__Dataset__:
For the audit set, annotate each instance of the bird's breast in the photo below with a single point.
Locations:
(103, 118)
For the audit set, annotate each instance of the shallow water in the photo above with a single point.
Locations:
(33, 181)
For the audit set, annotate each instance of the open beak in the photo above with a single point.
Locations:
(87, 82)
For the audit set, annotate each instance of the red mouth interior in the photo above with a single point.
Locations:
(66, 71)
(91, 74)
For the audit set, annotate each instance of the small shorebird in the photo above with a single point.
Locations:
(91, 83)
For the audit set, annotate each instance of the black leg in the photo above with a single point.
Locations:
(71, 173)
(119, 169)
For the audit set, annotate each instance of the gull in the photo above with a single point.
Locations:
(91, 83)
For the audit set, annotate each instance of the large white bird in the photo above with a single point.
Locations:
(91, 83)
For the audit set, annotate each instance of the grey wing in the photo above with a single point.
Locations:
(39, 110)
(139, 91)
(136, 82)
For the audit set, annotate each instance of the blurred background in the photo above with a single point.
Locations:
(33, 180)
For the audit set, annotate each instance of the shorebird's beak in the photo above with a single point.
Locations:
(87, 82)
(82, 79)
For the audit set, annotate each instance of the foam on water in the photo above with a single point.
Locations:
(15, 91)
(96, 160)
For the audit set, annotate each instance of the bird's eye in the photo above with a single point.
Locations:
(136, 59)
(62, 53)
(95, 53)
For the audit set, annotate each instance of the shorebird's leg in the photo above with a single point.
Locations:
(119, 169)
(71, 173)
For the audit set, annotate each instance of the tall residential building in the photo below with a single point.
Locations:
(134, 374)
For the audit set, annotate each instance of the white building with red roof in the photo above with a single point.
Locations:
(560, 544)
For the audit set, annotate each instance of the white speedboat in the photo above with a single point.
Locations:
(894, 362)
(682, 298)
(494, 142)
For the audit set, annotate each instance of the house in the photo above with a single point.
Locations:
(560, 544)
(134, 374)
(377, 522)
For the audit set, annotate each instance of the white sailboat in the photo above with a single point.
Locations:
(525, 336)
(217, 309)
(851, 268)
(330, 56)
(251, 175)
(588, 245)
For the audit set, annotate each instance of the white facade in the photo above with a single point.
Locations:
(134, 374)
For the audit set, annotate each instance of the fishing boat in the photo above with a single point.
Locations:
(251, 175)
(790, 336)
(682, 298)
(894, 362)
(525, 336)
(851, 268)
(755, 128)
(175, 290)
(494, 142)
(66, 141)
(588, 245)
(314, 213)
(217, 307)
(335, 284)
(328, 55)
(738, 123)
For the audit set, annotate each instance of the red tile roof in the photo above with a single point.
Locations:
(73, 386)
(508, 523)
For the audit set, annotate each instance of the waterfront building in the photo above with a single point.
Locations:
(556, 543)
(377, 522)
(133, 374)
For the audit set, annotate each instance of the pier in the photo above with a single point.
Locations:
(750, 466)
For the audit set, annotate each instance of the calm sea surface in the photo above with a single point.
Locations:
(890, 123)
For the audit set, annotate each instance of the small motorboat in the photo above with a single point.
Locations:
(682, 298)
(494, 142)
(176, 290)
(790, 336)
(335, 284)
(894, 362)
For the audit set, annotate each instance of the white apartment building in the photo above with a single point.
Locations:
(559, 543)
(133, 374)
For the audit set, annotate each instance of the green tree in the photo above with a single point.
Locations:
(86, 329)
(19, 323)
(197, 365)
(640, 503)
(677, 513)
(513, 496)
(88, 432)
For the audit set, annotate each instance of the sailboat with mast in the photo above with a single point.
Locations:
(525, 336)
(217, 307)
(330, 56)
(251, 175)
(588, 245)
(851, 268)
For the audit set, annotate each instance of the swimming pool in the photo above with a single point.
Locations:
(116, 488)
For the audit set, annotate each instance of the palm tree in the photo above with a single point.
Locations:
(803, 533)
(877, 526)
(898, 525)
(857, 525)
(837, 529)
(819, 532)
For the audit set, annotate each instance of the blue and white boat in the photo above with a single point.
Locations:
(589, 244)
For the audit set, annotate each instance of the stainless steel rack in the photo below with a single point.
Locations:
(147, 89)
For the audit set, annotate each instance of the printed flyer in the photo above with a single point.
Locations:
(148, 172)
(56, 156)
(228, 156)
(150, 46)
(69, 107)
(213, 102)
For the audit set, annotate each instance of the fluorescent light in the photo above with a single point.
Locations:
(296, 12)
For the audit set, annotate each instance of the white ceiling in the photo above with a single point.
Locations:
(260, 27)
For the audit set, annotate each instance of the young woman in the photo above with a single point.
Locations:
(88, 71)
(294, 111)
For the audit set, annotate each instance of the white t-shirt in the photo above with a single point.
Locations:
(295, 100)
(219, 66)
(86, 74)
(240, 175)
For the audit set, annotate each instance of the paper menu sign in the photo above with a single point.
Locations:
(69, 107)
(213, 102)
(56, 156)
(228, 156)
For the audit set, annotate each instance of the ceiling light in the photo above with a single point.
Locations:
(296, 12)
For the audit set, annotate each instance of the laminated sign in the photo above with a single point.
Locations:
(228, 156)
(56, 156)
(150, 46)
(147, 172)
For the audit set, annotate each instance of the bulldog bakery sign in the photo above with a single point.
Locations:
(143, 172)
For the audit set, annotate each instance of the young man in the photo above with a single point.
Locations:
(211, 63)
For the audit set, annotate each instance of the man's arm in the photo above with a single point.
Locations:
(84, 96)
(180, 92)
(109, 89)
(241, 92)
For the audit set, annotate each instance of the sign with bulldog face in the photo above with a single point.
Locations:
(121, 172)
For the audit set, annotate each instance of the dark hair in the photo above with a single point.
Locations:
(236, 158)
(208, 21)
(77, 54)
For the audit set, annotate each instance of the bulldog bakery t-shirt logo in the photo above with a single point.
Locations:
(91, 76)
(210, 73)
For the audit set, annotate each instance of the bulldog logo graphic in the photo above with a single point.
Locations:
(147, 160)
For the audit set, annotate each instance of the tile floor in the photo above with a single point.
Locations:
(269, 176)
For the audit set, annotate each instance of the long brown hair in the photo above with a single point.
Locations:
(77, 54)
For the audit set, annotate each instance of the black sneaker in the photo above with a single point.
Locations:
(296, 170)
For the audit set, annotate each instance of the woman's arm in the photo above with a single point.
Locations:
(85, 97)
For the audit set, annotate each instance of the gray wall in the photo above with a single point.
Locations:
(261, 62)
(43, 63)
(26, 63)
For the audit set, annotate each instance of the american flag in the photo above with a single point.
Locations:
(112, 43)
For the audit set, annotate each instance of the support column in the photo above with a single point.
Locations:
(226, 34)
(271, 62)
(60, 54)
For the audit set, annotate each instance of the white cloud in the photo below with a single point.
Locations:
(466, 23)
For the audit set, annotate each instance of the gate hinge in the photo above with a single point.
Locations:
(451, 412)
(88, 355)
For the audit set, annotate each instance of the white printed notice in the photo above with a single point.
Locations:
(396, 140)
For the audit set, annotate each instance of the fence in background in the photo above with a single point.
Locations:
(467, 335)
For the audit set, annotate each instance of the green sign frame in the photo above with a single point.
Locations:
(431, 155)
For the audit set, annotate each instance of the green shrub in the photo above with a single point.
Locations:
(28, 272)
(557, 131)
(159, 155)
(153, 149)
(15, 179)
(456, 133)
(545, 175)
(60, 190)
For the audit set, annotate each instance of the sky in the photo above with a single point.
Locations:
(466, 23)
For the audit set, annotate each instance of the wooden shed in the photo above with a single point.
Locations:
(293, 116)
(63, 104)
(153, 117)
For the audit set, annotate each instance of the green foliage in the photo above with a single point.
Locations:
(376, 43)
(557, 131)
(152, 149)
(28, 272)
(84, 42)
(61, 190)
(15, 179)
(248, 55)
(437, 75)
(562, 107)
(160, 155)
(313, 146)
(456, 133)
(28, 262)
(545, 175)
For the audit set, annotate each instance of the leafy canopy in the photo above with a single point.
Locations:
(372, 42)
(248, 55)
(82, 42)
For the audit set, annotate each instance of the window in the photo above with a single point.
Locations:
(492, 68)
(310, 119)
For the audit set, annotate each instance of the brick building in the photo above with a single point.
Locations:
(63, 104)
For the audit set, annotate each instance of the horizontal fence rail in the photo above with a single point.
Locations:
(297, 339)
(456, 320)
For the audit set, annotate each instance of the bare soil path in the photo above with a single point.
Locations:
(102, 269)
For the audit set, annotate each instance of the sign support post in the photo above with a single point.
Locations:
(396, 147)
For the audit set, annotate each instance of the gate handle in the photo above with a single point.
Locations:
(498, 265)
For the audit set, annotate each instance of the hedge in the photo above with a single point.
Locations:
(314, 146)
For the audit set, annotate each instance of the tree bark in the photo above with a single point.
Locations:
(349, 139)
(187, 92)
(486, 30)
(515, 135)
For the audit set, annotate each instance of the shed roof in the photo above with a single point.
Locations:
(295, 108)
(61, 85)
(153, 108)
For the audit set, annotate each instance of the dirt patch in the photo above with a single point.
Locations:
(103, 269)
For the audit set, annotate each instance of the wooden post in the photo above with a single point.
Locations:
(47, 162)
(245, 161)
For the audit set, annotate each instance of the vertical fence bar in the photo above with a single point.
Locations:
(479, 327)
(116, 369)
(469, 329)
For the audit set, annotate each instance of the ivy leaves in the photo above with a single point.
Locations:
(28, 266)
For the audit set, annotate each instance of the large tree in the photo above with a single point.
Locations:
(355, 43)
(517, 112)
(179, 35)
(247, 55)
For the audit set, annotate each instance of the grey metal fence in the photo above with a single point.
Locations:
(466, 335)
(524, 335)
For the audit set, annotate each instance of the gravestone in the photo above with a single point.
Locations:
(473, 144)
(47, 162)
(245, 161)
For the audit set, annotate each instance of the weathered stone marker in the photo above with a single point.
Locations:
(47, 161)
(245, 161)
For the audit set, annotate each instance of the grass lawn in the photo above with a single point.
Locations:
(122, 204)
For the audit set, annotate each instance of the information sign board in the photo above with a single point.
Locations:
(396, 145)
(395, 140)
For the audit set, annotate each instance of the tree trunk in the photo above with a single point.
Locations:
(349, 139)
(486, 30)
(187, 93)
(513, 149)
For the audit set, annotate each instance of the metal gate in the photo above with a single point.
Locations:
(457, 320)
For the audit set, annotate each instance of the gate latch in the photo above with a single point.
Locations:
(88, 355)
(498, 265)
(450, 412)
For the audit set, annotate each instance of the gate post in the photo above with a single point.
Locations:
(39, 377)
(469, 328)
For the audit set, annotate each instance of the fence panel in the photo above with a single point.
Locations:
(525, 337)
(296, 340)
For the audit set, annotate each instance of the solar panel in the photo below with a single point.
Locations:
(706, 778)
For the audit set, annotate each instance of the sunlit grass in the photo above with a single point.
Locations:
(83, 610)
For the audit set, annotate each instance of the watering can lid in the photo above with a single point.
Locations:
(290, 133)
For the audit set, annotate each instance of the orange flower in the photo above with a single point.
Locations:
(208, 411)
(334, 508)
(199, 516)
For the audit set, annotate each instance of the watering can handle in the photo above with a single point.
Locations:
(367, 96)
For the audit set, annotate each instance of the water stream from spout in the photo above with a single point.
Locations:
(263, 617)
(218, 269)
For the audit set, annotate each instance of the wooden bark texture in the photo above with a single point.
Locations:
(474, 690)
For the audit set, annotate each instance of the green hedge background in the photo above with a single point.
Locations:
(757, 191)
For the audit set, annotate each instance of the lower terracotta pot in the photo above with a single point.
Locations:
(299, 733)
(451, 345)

__Assigned task__: Gather every line from the listing above in which the word "sailboat" appears.

__Reply to the exercise__:
For the audit set, annotate each instance of the white sailboat in the photo above with a single point.
For the audit set, annotate each instance of the sailboat with mast in the photo above with a single point.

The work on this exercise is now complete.